Rewrite the material below as a JSON list of strings, with each line as its own string and blank lines left out.

(Part of a data file)
--- begin ---
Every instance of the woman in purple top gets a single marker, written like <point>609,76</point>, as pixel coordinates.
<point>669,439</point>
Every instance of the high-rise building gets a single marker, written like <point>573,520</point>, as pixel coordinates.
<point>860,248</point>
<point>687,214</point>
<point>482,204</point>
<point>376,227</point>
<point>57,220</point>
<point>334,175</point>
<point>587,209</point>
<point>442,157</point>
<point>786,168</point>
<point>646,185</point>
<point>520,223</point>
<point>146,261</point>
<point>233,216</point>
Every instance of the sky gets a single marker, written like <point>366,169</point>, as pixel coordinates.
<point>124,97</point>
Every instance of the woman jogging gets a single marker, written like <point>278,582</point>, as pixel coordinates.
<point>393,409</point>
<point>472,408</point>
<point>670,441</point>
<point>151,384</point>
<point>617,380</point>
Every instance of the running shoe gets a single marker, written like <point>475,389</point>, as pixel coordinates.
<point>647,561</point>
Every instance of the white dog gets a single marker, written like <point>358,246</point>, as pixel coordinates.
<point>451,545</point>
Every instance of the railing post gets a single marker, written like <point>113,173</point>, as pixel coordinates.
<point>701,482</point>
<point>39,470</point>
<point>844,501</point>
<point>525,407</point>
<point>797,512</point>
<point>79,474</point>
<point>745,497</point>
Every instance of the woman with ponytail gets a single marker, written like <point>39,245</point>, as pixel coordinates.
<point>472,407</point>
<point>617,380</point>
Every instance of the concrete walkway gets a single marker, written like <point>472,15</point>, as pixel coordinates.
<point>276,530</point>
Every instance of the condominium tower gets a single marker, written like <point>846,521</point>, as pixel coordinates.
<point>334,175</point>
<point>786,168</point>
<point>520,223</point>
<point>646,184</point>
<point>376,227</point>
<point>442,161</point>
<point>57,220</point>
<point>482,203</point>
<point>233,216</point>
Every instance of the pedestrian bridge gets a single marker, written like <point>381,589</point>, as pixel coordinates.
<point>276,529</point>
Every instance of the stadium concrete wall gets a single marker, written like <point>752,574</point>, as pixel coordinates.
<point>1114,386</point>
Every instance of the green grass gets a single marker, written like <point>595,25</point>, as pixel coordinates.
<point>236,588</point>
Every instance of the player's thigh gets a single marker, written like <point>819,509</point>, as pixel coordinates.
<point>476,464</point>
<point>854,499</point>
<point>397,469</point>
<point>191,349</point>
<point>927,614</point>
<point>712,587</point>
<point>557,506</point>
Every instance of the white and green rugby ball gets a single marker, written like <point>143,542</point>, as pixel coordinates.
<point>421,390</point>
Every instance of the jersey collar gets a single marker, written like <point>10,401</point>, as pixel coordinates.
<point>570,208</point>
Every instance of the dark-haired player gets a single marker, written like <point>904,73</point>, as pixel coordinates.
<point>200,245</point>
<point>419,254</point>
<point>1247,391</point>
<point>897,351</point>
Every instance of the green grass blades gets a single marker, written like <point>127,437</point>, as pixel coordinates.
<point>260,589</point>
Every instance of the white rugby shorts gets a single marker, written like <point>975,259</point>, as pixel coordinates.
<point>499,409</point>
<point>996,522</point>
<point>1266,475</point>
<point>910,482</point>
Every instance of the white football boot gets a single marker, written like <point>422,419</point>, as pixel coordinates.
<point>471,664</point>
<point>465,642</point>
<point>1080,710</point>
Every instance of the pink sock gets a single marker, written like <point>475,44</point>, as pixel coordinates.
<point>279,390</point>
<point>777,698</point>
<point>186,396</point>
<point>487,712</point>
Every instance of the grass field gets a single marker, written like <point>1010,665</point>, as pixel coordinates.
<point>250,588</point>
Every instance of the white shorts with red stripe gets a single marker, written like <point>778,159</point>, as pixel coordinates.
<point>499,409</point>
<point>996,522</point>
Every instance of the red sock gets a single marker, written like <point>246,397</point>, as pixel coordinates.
--- end ---
**Task solution:**
[
  "Every instance of the woman in purple top gets a single marker, written like <point>609,76</point>, as pixel coordinates.",
  "<point>669,439</point>",
  "Every instance of the high-rise building gets a single marker, written like <point>573,520</point>, as pixel coordinates.",
  "<point>860,248</point>",
  "<point>687,214</point>",
  "<point>482,204</point>",
  "<point>376,227</point>",
  "<point>57,220</point>",
  "<point>334,175</point>",
  "<point>587,209</point>",
  "<point>442,157</point>",
  "<point>786,168</point>",
  "<point>646,185</point>",
  "<point>520,223</point>",
  "<point>146,261</point>",
  "<point>233,216</point>",
  "Every instance of the sky gets a single marker, written like <point>366,169</point>, as pixel coordinates.",
  "<point>124,97</point>",
  "Every instance of the woman jogging gets a single marker, written like <point>278,582</point>, as pixel coordinates.",
  "<point>393,409</point>",
  "<point>472,408</point>",
  "<point>670,441</point>",
  "<point>151,384</point>",
  "<point>617,380</point>",
  "Every instance of the running shoe gets a single marker, written like <point>475,389</point>, as pixel coordinates.",
  "<point>647,561</point>",
  "Every instance of the white dog gets a single marker, written like <point>358,246</point>, as pixel coordinates.",
  "<point>451,545</point>",
  "Every instance of the railing post gets a single marker, written like <point>113,173</point>, as pixel coordinates.",
  "<point>701,482</point>",
  "<point>39,470</point>",
  "<point>844,501</point>",
  "<point>525,407</point>",
  "<point>797,512</point>",
  "<point>79,474</point>",
  "<point>745,497</point>",
  "Every instance of the woman with ponytail gets a single marker, written like <point>39,245</point>, as pixel coordinates.",
  "<point>472,407</point>",
  "<point>617,380</point>",
  "Every instance of the concrete walkway gets a single marker, written like <point>472,15</point>, as pixel coordinates.",
  "<point>276,530</point>",
  "Every instance of the condominium tower gets a single marker, written like <point>846,521</point>, as pixel coordinates.",
  "<point>334,175</point>",
  "<point>786,168</point>",
  "<point>520,223</point>",
  "<point>646,184</point>",
  "<point>376,227</point>",
  "<point>442,161</point>",
  "<point>57,220</point>",
  "<point>482,203</point>",
  "<point>233,216</point>",
  "Every instance of the pedestrian bridge gets a single marker, written like <point>381,589</point>, as pixel coordinates.",
  "<point>276,529</point>",
  "Every instance of the stadium concrete wall gets a single marker, written like <point>752,574</point>, as pixel coordinates.",
  "<point>1114,386</point>",
  "Every instance of the green grass gets a single marker, written like <point>595,25</point>, as pixel coordinates.",
  "<point>236,588</point>",
  "Every instance of the player's thigh gets a single marker, written like <point>819,509</point>, as pixel coordinates.",
  "<point>476,464</point>",
  "<point>854,499</point>",
  "<point>397,469</point>",
  "<point>191,349</point>",
  "<point>927,614</point>",
  "<point>712,587</point>",
  "<point>557,506</point>",
  "Every instance of the white and green rugby ball gets a single marker, written like <point>143,542</point>, as pixel coordinates.",
  "<point>421,390</point>",
  "Every instance of the jersey collar gets a single marker, written like <point>10,401</point>, as pixel coordinates.",
  "<point>570,208</point>",
  "Every instance of the dark-haired player gets a single marker, written like <point>904,73</point>, as pixel coordinates.",
  "<point>200,245</point>",
  "<point>419,254</point>",
  "<point>1247,391</point>",
  "<point>897,351</point>",
  "Every instance of the green grass blades gets a single marker, written like <point>127,437</point>, as pixel coordinates.",
  "<point>260,589</point>",
  "Every instance of the white rugby shorts gets a single marker, written like <point>975,259</point>, as pixel coordinates.",
  "<point>499,409</point>",
  "<point>996,522</point>",
  "<point>1266,475</point>",
  "<point>910,482</point>",
  "Every instance of the white football boot gets a single marker, written like <point>422,419</point>, as pixel coordinates.",
  "<point>471,664</point>",
  "<point>465,642</point>",
  "<point>1080,710</point>",
  "Every instance of the pink sock gets a single marker, written like <point>475,44</point>, as pixel coordinates.",
  "<point>279,390</point>",
  "<point>777,698</point>",
  "<point>186,396</point>",
  "<point>487,712</point>",
  "Every instance of the grass field gets a single marker, written like <point>1010,665</point>, as pixel coordinates.",
  "<point>250,588</point>",
  "Every instance of the white shorts with red stripe gets a single marker, written like <point>778,159</point>, as pixel coordinates.",
  "<point>499,409</point>",
  "<point>996,522</point>",
  "Every instance of the red sock gets a single marker, written like <point>246,397</point>, as pixel coordinates."
]